> [What you will do]: The first line to keep is the one containing "Exercise. Spot the branch"; restate it and all lines after it through the end of the material, word for word and nothing else.

Records for this task START

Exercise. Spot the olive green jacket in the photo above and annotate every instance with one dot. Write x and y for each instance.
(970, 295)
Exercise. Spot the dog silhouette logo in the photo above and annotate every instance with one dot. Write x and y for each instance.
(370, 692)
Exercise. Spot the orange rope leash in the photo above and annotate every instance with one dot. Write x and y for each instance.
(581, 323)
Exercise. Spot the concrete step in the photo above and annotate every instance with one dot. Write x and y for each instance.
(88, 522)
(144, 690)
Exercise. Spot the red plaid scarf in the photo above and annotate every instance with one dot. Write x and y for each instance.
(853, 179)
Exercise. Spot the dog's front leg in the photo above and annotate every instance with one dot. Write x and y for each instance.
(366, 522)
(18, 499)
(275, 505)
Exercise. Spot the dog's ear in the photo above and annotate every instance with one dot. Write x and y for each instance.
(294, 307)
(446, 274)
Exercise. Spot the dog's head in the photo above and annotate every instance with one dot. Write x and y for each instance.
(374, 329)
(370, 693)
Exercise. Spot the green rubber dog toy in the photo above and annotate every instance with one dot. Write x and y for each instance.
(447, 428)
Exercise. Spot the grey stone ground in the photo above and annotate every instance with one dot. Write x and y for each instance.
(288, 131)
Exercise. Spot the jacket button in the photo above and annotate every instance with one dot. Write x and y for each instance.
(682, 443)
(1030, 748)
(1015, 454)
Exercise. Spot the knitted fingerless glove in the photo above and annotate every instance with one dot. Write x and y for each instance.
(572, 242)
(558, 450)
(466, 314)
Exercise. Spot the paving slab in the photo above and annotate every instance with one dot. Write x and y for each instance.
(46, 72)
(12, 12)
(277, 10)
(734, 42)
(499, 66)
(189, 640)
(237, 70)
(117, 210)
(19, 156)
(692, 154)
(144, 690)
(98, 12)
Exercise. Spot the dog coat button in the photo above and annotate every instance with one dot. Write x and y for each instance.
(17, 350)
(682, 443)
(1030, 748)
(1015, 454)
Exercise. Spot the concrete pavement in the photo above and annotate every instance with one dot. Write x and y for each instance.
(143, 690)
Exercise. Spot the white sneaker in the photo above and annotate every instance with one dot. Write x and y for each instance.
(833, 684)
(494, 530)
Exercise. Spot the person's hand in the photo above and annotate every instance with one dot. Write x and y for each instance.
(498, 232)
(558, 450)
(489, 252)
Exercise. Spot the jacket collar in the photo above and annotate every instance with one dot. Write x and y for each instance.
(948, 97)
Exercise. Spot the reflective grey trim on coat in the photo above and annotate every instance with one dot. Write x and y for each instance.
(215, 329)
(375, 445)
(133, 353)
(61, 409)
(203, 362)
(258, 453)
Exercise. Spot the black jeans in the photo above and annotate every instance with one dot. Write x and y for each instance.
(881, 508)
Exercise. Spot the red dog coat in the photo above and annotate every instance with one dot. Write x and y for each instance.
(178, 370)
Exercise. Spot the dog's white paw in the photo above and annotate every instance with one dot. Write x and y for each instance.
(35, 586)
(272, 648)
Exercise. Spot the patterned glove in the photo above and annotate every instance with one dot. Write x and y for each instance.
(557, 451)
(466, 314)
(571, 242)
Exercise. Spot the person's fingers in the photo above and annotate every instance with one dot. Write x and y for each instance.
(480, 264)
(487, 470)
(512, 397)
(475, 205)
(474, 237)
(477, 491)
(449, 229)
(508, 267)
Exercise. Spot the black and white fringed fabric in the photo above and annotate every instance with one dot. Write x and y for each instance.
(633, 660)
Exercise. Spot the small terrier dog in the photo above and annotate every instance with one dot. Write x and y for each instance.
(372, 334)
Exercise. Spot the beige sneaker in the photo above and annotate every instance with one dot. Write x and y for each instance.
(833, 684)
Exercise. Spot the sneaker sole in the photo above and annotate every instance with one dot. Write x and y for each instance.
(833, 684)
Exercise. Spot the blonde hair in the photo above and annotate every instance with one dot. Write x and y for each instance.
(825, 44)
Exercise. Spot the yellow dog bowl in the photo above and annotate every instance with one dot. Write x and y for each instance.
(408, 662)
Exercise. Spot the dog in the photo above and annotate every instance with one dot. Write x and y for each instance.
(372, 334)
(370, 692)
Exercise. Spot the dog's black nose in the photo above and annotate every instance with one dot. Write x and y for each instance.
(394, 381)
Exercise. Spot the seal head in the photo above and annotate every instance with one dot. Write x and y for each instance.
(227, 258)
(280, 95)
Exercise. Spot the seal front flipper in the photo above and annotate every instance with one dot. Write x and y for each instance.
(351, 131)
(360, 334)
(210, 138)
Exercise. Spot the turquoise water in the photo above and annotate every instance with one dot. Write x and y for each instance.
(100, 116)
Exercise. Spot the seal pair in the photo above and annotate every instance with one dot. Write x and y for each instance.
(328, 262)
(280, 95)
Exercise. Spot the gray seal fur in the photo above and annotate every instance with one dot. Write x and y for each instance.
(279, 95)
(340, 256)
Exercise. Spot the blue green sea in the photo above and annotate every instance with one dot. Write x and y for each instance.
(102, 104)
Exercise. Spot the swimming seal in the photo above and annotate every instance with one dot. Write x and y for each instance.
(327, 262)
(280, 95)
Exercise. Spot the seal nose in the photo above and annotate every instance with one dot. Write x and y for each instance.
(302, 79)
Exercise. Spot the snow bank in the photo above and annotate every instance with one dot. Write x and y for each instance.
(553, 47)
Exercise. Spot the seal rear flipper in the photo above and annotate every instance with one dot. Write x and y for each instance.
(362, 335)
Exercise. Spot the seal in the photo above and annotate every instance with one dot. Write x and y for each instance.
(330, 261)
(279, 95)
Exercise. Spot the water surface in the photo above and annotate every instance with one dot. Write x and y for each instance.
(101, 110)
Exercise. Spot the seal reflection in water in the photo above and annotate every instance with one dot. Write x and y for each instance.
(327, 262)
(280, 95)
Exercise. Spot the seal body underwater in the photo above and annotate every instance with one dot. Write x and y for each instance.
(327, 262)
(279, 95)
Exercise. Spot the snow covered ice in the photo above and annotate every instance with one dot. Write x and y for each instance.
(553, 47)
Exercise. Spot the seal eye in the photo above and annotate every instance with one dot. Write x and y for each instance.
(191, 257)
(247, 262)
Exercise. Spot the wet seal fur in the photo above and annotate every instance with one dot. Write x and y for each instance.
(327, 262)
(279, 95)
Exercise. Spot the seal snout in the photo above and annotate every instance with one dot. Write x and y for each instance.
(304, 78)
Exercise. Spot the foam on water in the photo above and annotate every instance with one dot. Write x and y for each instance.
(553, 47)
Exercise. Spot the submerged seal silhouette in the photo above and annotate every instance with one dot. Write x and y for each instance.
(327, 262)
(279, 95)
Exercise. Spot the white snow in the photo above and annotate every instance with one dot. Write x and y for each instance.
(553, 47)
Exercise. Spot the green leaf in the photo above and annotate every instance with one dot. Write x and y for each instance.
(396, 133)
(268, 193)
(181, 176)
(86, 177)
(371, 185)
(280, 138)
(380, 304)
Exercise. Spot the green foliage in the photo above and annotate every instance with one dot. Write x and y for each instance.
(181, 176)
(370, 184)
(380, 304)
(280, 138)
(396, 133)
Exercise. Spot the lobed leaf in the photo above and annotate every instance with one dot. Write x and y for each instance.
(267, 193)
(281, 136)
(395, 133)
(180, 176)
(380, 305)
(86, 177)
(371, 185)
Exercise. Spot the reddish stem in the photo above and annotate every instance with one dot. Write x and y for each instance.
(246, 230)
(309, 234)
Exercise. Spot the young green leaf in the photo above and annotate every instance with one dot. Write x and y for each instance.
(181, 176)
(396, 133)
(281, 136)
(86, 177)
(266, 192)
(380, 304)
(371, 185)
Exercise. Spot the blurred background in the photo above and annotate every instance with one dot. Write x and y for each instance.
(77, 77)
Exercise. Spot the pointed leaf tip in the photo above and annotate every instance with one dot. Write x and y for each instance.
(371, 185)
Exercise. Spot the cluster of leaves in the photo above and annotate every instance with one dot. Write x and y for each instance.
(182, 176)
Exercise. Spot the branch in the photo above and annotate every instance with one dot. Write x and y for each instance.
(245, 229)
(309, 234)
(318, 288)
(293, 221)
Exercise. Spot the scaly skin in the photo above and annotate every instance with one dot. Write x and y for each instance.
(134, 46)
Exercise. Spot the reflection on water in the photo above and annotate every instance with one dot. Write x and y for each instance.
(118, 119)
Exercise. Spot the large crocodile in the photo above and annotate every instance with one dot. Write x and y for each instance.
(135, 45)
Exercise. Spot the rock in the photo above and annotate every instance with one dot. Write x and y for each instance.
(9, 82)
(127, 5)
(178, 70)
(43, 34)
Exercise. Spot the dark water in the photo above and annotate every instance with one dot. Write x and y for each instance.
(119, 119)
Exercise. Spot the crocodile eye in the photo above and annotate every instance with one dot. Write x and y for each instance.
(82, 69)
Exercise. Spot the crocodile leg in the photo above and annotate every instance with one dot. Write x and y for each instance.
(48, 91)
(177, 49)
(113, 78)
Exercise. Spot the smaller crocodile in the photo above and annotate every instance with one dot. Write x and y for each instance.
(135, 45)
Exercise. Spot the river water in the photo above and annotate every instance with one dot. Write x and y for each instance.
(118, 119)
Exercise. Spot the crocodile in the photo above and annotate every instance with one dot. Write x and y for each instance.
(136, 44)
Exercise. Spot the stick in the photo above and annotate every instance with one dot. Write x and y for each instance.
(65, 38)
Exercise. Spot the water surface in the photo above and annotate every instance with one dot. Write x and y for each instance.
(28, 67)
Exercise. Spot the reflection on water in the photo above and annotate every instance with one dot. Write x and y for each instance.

Records for this task END

> [Answer to this problem]:
Exercise. Spot the branch in the photo above and annotate every instance with one dot. Write x and y for each instance.
(245, 229)
(309, 234)
(318, 288)
(293, 221)
Exercise. Spot the scaly skin in the photo above and annotate every instance with one dot. Write x and y for each instance.
(134, 46)
Exercise. Spot the reflection on water in the photo above and annotate every instance with one dot. Write x and y for each instance.
(118, 119)
Exercise. Spot the large crocodile in the photo above and annotate every instance with one dot. Write x and y for each instance.
(135, 45)
Exercise. Spot the rock in the photo above and annotate every instance with one dot. Write x and y for each instance.
(9, 82)
(127, 5)
(178, 70)
(43, 34)
Exercise. Spot the dark water in the photo above and annotate every instance with one dot. Write x and y for each instance.
(119, 119)
Exercise. Spot the crocodile eye in the photo above and annotate every instance with one dot. Write x and y for each instance.
(82, 69)
Exercise. Spot the crocodile leg in the photo above and annotate every instance with one dot. Write x and y for each instance.
(48, 91)
(177, 49)
(113, 78)
Exercise. Spot the smaller crocodile in the photo above and annotate every instance with one dot. Write x and y for each instance.
(135, 45)
Exercise. Spot the river water in the photo above and annotate every instance with one dot. Write x and y for each instance.
(118, 119)
Exercise. Spot the crocodile in the photo above and annotate every instance with one dot. Write x and y for each instance.
(136, 44)
Exercise. Spot the stick in the photo above and annotate every instance with one dot. Write x and y for each instance.
(65, 38)
Exercise. Spot the water surface in the photo above and annotate every instance with one dot. Write x and y for each instance.
(28, 67)
Exercise. Spot the reflection on water in the photo above and annotate every instance with one dot. Write x and y for each instance.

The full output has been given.